Rewrite the rows below, changing "separate parts" to "disjoint pieces" wherever it occurs and leaving everything else as it is.

─── RECORDED INFORMATION

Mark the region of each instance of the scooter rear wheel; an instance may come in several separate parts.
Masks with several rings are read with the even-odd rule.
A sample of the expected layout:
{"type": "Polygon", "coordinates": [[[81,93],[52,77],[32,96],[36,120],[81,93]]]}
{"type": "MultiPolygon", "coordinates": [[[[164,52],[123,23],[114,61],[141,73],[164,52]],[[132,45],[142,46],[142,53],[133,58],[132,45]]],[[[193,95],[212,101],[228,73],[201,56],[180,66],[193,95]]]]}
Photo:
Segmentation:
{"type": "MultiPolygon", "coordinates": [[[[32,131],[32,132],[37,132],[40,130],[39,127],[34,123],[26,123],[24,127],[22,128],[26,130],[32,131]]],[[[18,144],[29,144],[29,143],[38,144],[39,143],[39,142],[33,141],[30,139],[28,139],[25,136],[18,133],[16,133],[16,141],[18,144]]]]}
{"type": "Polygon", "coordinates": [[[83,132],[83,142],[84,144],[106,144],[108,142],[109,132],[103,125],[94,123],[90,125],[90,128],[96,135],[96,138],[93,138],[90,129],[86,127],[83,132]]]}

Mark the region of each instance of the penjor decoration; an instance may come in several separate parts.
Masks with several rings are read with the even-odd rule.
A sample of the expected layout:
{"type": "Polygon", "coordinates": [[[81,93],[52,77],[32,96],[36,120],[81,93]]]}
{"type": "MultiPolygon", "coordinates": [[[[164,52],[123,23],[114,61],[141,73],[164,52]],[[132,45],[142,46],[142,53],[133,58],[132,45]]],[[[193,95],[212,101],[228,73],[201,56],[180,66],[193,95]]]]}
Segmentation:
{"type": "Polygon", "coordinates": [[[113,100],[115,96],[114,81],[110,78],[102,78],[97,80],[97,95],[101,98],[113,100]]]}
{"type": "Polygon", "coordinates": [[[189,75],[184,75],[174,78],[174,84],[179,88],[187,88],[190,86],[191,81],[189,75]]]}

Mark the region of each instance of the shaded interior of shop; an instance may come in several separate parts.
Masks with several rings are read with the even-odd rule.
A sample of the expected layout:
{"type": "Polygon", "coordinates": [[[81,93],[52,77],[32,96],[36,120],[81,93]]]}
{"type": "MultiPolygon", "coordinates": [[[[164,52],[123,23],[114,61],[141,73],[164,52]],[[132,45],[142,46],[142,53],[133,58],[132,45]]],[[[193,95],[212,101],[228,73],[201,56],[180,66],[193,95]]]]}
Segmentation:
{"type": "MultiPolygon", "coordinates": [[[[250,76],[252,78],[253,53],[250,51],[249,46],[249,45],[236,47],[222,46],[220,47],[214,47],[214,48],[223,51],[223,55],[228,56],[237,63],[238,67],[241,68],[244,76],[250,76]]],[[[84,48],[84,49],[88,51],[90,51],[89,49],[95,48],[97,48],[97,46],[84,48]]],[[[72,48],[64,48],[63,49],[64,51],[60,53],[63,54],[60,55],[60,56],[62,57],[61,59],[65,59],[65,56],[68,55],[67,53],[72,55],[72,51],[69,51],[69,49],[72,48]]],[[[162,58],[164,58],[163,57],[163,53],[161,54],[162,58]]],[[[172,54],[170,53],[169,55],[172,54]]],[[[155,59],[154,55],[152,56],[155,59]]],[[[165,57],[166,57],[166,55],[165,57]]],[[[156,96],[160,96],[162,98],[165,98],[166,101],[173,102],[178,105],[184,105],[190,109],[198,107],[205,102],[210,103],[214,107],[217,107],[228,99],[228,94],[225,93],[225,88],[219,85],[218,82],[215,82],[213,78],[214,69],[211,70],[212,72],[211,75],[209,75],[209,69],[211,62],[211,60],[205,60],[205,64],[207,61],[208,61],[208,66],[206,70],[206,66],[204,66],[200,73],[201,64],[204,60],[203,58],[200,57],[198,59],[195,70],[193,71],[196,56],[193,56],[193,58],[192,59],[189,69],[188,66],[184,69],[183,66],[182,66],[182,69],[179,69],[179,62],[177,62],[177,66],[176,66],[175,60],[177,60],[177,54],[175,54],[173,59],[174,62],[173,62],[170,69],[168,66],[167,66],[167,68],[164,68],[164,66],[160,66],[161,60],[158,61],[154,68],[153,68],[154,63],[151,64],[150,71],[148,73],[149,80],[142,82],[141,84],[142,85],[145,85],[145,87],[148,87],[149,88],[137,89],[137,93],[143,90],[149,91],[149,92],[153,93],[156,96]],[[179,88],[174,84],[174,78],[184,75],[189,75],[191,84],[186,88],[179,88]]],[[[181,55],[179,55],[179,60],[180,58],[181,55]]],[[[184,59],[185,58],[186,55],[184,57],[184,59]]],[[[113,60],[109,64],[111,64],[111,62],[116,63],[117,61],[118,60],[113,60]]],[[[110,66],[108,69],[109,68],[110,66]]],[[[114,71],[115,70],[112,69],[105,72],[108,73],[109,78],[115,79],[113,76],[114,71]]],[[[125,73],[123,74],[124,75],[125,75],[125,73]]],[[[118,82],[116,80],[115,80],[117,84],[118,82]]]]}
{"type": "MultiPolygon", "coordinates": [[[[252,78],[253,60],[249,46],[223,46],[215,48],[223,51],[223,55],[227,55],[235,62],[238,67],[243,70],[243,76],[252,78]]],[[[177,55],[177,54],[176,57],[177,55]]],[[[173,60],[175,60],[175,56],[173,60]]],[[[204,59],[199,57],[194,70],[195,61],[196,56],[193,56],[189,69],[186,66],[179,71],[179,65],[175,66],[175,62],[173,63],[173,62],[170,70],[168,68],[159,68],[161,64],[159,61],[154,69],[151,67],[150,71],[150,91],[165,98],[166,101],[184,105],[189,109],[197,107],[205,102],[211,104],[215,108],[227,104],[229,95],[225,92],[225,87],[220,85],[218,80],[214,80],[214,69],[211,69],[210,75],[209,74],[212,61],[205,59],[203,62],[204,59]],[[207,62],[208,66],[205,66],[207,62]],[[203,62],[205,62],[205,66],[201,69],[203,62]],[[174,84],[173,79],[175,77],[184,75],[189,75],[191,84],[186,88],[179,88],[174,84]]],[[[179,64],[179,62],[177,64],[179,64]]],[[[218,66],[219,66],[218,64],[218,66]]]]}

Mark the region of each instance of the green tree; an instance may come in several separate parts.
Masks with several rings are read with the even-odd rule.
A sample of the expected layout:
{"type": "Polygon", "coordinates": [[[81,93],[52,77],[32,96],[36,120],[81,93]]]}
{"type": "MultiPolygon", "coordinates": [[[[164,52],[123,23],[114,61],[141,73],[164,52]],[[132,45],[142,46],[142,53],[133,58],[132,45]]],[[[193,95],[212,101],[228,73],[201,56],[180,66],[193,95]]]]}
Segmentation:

──────

**WRITTEN ANSWER**
Mark the region of each instance of the scooter rear wheel; an instance may come in several disjoint pieces.
Masks with several rings are read with the even-odd rule.
A sample of the expected layout:
{"type": "Polygon", "coordinates": [[[81,93],[52,77],[32,96],[36,120],[81,93]]]}
{"type": "MultiPolygon", "coordinates": [[[[164,52],[123,23],[114,61],[141,73],[164,52]],[[132,45],[142,46],[142,53],[133,58],[132,45]]],[[[193,95],[212,101],[228,73],[201,56],[180,66],[193,95]]]]}
Photo:
Segmentation:
{"type": "MultiPolygon", "coordinates": [[[[32,131],[32,132],[37,132],[40,130],[39,127],[34,123],[26,123],[24,127],[22,128],[26,130],[32,131]]],[[[18,144],[29,144],[29,143],[38,144],[39,143],[39,142],[33,141],[30,139],[28,139],[25,136],[18,133],[16,133],[16,141],[18,144]]]]}
{"type": "Polygon", "coordinates": [[[83,132],[83,142],[84,144],[106,144],[108,142],[109,132],[103,125],[94,123],[90,125],[90,128],[96,135],[96,138],[93,138],[90,129],[86,127],[83,132]]]}

Mark the region of each instance of the penjor decoration; an instance may come in several disjoint pieces.
Masks with several rings are read with the even-odd rule.
A sample of the expected layout:
{"type": "Polygon", "coordinates": [[[81,93],[52,77],[32,96],[36,120],[81,93]]]}
{"type": "MultiPolygon", "coordinates": [[[[164,52],[123,23],[114,61],[141,73],[164,52]],[[132,45],[142,46],[142,53],[133,58],[132,45]]],[[[193,95],[212,101],[228,73],[201,56],[180,66],[193,95]]]]}
Segmentation:
{"type": "Polygon", "coordinates": [[[113,100],[115,96],[114,81],[110,78],[102,78],[97,80],[97,95],[101,98],[113,100]]]}
{"type": "Polygon", "coordinates": [[[189,75],[184,75],[174,78],[174,84],[179,88],[187,88],[190,86],[191,81],[189,75]]]}

Mark the region of each instance of the shaded interior of shop; an instance may come in several disjoint pieces.
Masks with several rings are read with the even-odd rule.
A sample of the expected layout:
{"type": "Polygon", "coordinates": [[[81,93],[52,77],[32,96],[36,120],[81,93]]]}
{"type": "MultiPolygon", "coordinates": [[[[164,52],[123,23],[114,61],[141,73],[164,52]],[[132,45],[142,46],[142,53],[133,58],[132,45]]],[[[193,95],[212,101],[228,73],[201,56],[180,66],[193,95]]]]}
Segmentation:
{"type": "MultiPolygon", "coordinates": [[[[250,76],[252,78],[253,53],[250,51],[249,46],[249,45],[236,47],[222,46],[220,47],[214,47],[214,48],[223,51],[223,55],[228,56],[237,63],[238,67],[241,68],[244,76],[250,76]]],[[[84,48],[84,49],[88,51],[90,51],[89,49],[95,48],[97,48],[97,46],[84,48]]],[[[72,48],[64,48],[63,49],[64,51],[60,53],[63,54],[60,55],[60,56],[62,57],[61,59],[65,59],[65,56],[68,55],[67,53],[72,55],[72,51],[69,51],[69,49],[72,48]]],[[[162,58],[164,58],[163,57],[163,53],[161,54],[162,58]]],[[[172,54],[170,53],[169,55],[172,54]]],[[[155,59],[154,55],[152,56],[155,59]]],[[[165,57],[166,57],[166,55],[165,57]]],[[[156,96],[160,96],[162,98],[165,98],[166,101],[173,102],[178,105],[184,105],[190,109],[198,107],[205,102],[210,103],[214,107],[217,107],[228,99],[228,94],[225,93],[225,88],[219,85],[218,82],[215,82],[213,78],[214,69],[211,70],[212,72],[211,75],[209,75],[209,69],[211,62],[211,60],[205,60],[205,64],[207,61],[208,61],[208,66],[206,70],[206,66],[204,66],[200,73],[201,64],[204,60],[203,58],[200,57],[198,59],[195,70],[193,71],[196,56],[193,56],[193,58],[192,59],[189,69],[188,66],[184,69],[183,66],[182,66],[182,69],[179,69],[179,62],[177,62],[177,66],[176,66],[175,60],[177,60],[177,54],[175,54],[173,59],[174,62],[173,62],[170,69],[168,66],[167,66],[167,68],[164,68],[164,66],[160,66],[161,60],[158,61],[154,68],[153,68],[154,63],[151,64],[150,71],[148,73],[149,80],[142,82],[141,84],[142,85],[145,85],[145,87],[148,87],[149,88],[137,89],[137,93],[143,90],[149,91],[149,92],[153,93],[156,96]],[[179,88],[174,84],[174,78],[184,75],[189,75],[191,84],[186,88],[179,88]]],[[[181,55],[179,55],[179,60],[180,58],[181,55]]],[[[184,59],[185,58],[186,55],[184,57],[184,59]]],[[[113,60],[109,64],[111,64],[111,62],[116,63],[117,61],[118,60],[113,60]]],[[[110,66],[108,69],[109,68],[110,66]]],[[[114,71],[115,70],[112,69],[105,72],[108,73],[109,78],[115,79],[113,76],[114,71]]],[[[125,73],[123,74],[124,75],[125,75],[125,73]]],[[[118,82],[116,80],[115,80],[117,84],[118,82]]]]}
{"type": "MultiPolygon", "coordinates": [[[[252,78],[253,60],[249,46],[223,46],[215,48],[223,51],[223,55],[227,55],[235,62],[238,67],[243,70],[243,76],[252,78]]],[[[177,55],[177,54],[176,57],[177,55]]],[[[173,60],[175,60],[175,56],[173,60]]],[[[204,59],[199,57],[194,70],[195,61],[196,56],[193,56],[189,69],[186,66],[179,71],[179,65],[175,66],[175,62],[173,63],[173,62],[170,70],[168,68],[159,68],[161,64],[159,61],[154,69],[151,67],[150,71],[150,91],[165,98],[166,101],[184,105],[189,109],[197,107],[205,102],[211,104],[215,108],[227,104],[229,95],[225,92],[225,87],[220,85],[218,80],[214,80],[214,69],[211,69],[210,75],[209,74],[212,61],[205,59],[203,62],[204,59]],[[207,62],[208,66],[205,66],[207,62]],[[203,62],[205,62],[205,66],[201,69],[203,62]],[[174,84],[173,79],[175,77],[184,75],[189,75],[191,84],[186,88],[179,88],[174,84]]],[[[179,64],[179,62],[177,64],[179,64]]],[[[218,66],[219,66],[218,64],[218,66]]]]}

Mark the region of each instance of the green tree; an instance may come in several disjoint pieces.
Masks with several rings are read with the even-odd rule.
A sample of the expected layout:
{"type": "Polygon", "coordinates": [[[81,93],[52,77],[32,96],[36,120],[81,93]]]}
{"type": "MultiPolygon", "coordinates": [[[[164,52],[123,23],[114,61],[141,73],[164,52]],[[132,45],[142,46],[142,53],[133,58],[132,45]]],[[[193,95],[212,101],[228,73],[201,56],[180,66],[193,95]]]]}
Segmentation:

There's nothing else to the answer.